• [DE OPDRACHT]: Verander in het proces-verbaal alles vanaf "RECHTBANK LEEUWARDEN" tot en met "in gemeentelijke dienst." door "Weststellingwerf" te vervangen door "Ooststellingwerf", en geef dat stuk daarna in zijn geheel weer.

• [LEESTEKST]:
RECHTBANK LEEUWARDEN
Sector bestuursrecht
Proces-verbaal mondelinge uitspraak ex artikel 8:84 van de Algemene wet bestuursrecht
[A], wonende te [B], verzoeker,
gemachtigde: W. van Teeseling, werkzaam als directeur van de Nederlandse Video Detaillisten Organisatie (NVDO) te Tiel,
het college van burgemeester en wethouders van Weststellingwerf, verweerder,
gemachtigde: J. van Weeperen, werkzaam in gemeentelijke dienst.
1. Aanduiding van het besluit waarop het verzoek betrekking heeft
Het besluit van verweerder van 31 oktober 2005. In dit besluit is aangegeven dat verzoeker, die eigenaar is van de videotheek [C] aan de [adres] te [B], toestemming heeft gevraagd voor het uitoefenen van detailhandel op het perceel Van der Sandeplein 7 te Wolvega. Op dit perceel rust ingevolge het bestemmingsplan "Wolvega-Lindenoord" de bestemming "Centrumuitloopgebied C2". Hierdoor kan geen toestemming worden gegeven. Het verlenen van vrijstelling ligt volgens verweerder niet in de rede, waartoe het navolgende is overwogen. Binnen de geldende bestemming is nieuwvestiging van detailhandel niet toegestaan. Volgens verweerder moet detailhandel in het kernwinkelapparaat plaatsvinden, zijnde het gebied ten oosten van het Van der Sandeplein en de Van Harenstraat. Ook wordt gedacht aan upgrading van het Van der Sandeplein, maar hierover moet nog besluitvorming plaatsvinden.

• [INHOUD MATERIAAL]:
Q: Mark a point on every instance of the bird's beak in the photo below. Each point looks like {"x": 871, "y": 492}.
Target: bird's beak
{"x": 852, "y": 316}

• [ANTWOORD OPDRACHT]:
RECHTBANK LEEUWARDEN
Sector bestuursrecht
Proces-verbaal mondelinge uitspraak ex artikel 8:84 van de Algemene wet bestuursrecht
[A], wonende te [B], verzoeker,
gemachtigde: W. van Teeseling, werkzaam als directeur van de Nederlandse Video Detaillisten Organisatie (NVDO) te Tiel,
het college van burgemeester en wethouders van Ooststellingwerf, verweerder,
gemachtigde: J. van Weeperen, werkzaam in gemeentelijke dienst.